>>
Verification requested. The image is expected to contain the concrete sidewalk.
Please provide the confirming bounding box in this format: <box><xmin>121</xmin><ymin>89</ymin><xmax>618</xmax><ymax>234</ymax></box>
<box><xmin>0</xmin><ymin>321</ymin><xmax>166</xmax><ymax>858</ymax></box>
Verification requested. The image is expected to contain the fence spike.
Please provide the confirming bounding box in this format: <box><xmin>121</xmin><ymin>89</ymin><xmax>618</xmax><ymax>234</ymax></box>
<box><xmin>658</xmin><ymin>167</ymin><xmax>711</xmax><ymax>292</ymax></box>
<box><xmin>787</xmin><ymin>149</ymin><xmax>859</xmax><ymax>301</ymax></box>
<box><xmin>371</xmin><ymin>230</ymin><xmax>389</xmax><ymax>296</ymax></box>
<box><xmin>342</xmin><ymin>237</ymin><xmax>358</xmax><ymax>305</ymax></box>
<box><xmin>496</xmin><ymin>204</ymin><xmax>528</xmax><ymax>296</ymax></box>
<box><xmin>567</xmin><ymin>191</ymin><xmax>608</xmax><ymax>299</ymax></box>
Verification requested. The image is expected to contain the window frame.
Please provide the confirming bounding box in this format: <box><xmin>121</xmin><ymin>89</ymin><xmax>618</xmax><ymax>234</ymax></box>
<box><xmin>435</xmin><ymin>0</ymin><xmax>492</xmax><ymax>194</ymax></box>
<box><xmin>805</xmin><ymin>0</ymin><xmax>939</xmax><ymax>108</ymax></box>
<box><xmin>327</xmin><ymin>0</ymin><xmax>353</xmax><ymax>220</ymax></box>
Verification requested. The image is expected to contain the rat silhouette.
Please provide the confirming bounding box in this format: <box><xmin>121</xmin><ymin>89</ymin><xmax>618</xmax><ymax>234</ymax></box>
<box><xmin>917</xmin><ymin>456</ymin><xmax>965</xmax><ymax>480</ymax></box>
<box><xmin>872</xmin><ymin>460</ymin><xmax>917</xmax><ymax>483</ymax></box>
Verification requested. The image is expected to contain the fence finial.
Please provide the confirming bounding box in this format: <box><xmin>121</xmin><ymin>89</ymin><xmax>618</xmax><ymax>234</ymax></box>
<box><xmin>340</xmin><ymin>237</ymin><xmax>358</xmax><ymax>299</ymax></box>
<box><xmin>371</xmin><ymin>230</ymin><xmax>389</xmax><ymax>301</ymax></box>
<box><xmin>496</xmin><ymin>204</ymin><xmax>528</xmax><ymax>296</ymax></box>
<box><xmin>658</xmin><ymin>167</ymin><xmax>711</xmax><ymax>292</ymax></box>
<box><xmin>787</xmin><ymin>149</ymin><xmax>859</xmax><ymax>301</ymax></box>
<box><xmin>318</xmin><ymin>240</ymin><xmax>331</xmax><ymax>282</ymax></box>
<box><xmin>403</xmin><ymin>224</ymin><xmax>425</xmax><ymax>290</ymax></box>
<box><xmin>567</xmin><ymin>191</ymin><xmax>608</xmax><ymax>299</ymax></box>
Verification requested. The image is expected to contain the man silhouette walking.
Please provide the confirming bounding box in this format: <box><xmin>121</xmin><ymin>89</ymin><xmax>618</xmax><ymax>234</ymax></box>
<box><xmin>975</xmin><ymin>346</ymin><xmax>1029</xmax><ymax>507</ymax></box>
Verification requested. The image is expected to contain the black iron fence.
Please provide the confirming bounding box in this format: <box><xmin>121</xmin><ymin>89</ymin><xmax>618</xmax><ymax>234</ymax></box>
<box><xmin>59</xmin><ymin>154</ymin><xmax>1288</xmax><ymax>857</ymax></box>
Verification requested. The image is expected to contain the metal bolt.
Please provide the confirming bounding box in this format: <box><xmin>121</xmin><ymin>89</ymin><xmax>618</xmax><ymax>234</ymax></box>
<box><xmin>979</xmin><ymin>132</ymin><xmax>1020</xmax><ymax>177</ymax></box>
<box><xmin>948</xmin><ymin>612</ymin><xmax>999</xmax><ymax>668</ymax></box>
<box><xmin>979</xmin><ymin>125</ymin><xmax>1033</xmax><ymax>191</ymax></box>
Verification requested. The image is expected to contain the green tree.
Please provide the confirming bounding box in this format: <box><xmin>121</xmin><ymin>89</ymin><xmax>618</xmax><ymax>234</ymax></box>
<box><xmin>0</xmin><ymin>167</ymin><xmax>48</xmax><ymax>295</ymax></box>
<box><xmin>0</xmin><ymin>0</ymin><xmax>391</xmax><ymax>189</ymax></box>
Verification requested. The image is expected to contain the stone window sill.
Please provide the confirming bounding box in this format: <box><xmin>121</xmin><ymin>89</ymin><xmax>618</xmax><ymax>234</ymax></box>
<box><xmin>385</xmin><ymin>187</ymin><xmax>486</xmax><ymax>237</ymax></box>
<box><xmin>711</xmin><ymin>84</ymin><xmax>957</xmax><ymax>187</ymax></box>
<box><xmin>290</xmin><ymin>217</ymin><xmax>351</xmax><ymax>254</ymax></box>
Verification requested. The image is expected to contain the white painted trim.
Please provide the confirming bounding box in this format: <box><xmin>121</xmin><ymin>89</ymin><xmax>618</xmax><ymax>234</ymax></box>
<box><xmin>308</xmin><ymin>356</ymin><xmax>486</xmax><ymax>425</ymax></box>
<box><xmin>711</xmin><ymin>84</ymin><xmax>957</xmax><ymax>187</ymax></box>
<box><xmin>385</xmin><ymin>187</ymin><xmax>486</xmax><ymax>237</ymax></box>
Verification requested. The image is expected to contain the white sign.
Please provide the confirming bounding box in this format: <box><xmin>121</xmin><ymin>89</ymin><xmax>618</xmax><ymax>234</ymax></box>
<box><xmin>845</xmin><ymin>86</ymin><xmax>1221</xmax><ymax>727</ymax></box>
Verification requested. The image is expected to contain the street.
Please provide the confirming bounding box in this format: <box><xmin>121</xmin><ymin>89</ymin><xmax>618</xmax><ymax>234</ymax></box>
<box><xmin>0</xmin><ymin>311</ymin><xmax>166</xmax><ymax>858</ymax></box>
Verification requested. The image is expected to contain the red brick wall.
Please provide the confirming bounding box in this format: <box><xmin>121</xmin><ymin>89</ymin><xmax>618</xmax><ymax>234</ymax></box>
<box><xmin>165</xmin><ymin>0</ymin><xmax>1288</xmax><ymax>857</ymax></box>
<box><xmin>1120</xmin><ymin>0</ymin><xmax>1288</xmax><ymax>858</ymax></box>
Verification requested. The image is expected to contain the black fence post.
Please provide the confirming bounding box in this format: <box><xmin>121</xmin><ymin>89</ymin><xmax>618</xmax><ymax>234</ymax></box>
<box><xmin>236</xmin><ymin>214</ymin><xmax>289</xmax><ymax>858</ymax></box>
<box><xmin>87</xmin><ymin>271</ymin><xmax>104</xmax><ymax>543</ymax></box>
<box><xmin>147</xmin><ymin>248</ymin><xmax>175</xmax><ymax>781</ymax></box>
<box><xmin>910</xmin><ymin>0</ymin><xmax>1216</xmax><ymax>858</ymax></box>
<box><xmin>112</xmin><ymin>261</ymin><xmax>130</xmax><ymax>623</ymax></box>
<<
WRITTEN TASK ▸ Report every line of the records that contains the string "white", treating uppercase and lowercase as distinct.

EXPECTED ANSWER ▸
Verification requested. The image is expected to contain the white painted trim.
Verification requested. The image is expected to contain the white sign.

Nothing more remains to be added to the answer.